WHAT IS REQUIRED: The full listing, start to finish: write it out again exactly.

DATASET RECORDS:
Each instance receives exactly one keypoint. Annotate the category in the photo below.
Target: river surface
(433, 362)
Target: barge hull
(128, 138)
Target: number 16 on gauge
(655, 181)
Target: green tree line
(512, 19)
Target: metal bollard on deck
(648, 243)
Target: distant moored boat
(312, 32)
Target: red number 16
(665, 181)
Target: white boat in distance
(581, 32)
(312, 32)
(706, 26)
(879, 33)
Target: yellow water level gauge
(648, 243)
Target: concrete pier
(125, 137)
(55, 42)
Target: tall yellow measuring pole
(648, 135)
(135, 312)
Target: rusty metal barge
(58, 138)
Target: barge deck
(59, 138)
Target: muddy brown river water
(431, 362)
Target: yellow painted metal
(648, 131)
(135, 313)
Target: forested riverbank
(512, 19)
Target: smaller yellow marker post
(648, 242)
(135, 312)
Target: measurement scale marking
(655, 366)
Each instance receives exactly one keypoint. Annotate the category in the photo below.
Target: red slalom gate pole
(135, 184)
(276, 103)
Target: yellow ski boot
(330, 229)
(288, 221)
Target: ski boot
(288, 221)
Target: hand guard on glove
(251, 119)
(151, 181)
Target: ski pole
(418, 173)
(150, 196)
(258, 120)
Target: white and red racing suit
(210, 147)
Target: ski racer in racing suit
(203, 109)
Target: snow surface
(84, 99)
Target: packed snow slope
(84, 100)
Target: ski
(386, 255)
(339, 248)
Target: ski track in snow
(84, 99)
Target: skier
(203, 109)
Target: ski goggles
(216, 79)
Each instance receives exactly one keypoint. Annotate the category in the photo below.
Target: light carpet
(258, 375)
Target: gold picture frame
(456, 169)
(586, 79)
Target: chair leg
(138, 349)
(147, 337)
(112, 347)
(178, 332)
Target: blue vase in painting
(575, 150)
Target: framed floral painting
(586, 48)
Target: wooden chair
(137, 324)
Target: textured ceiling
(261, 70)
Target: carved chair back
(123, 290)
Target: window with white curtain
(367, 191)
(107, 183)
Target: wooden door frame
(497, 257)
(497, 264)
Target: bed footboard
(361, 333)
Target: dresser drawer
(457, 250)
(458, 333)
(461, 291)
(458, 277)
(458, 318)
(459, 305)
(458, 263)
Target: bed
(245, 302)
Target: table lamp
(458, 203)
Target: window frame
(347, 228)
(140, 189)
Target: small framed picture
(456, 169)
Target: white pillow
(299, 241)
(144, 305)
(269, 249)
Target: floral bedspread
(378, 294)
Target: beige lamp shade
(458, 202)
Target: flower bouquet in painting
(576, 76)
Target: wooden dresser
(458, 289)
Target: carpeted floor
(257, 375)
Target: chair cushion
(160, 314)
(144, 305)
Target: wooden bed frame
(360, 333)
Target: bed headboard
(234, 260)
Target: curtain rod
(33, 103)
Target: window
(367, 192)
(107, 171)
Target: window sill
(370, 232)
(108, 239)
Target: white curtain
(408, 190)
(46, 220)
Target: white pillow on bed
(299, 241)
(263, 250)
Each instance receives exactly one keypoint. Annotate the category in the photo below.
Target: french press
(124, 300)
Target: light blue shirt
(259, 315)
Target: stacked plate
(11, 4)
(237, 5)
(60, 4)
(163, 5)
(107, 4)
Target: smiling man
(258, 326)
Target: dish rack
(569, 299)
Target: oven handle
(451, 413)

EXERCISE RESULT:
Each instance receives exactly one keypoint. Annotate the category in the photo below.
Target: river surface
(433, 362)
Target: barge hull
(128, 138)
Target: number 16 on gauge
(655, 181)
Target: green tree line
(512, 19)
Target: metal bollard on deck
(648, 243)
Target: distant moored boat
(312, 32)
Target: red number 16
(665, 181)
Target: white boat in distance
(581, 32)
(312, 32)
(706, 26)
(879, 33)
Target: yellow water level gauge
(648, 243)
Target: concrete pier
(125, 137)
(55, 42)
Target: tall yellow measuring pole
(648, 135)
(135, 312)
Target: rusty metal barge
(58, 138)
Target: barge deck
(59, 138)
Target: muddy brown river water
(431, 362)
Target: yellow painted metal
(648, 131)
(135, 313)
Target: forested riverbank
(512, 19)
Target: smaller yellow marker post
(648, 242)
(135, 312)
Target: measurement scale marking
(655, 366)
Each instance receives exactly one keypoint. Annotate the category in the photo below.
Target: red slalom gate pole
(135, 184)
(276, 103)
Target: yellow ski boot
(330, 229)
(288, 221)
Target: ski boot
(288, 221)
Target: hand guard on glove
(251, 119)
(151, 181)
Target: ski pole
(418, 173)
(150, 196)
(258, 120)
Target: white and red racing suit
(210, 147)
Target: ski racer in racing suit
(203, 109)
Target: snow surface
(84, 99)
Target: packed snow slope
(84, 100)
Target: ski
(386, 255)
(339, 248)
Target: ski track in snow
(84, 99)
Target: skier
(203, 109)
Target: ski goggles
(216, 79)
Each instance receives exactly one keypoint. Annotate the category in the photo below.
Target: light carpet
(258, 375)
Target: gold picture frame
(456, 169)
(586, 79)
Target: chair leg
(138, 349)
(147, 337)
(112, 347)
(178, 332)
Target: blue vase in painting
(575, 150)
Target: framed floral painting
(586, 48)
Target: wooden chair
(137, 324)
Target: textured ceiling
(261, 70)
Target: carved chair back
(123, 290)
Target: window with white curtain
(367, 191)
(107, 183)
Target: wooden door frame
(497, 257)
(497, 264)
Target: bed footboard
(361, 333)
Target: dresser drawer
(457, 250)
(458, 333)
(461, 291)
(458, 277)
(458, 318)
(459, 305)
(458, 263)
Target: bed
(245, 302)
Target: table lamp
(458, 203)
Target: window frame
(347, 228)
(140, 189)
Target: small framed picture
(456, 169)
Target: white pillow
(299, 241)
(144, 305)
(269, 249)
Target: floral bedspread
(378, 294)
Target: beige lamp shade
(458, 202)
Target: flower bouquet in painting
(576, 76)
Target: wooden dresser
(458, 289)
Target: carpeted floor
(257, 375)
Target: chair cushion
(160, 314)
(144, 305)
Target: wooden bed frame
(360, 333)
Target: bed headboard
(234, 260)
Target: curtain rod
(33, 103)
Target: window
(367, 192)
(107, 171)
Target: window sill
(370, 232)
(108, 239)
Target: white curtain
(408, 190)
(46, 220)
Target: white pillow on bed
(299, 241)
(263, 250)
Each instance receives exactly one keypoint. Annotate the category in the photo below.
Target: french press
(124, 300)
Target: light blue shirt
(259, 315)
Target: stacked plate
(11, 4)
(237, 5)
(60, 4)
(163, 5)
(107, 4)
Target: smiling man
(258, 326)
Target: dish rack
(569, 299)
Target: oven handle
(451, 413)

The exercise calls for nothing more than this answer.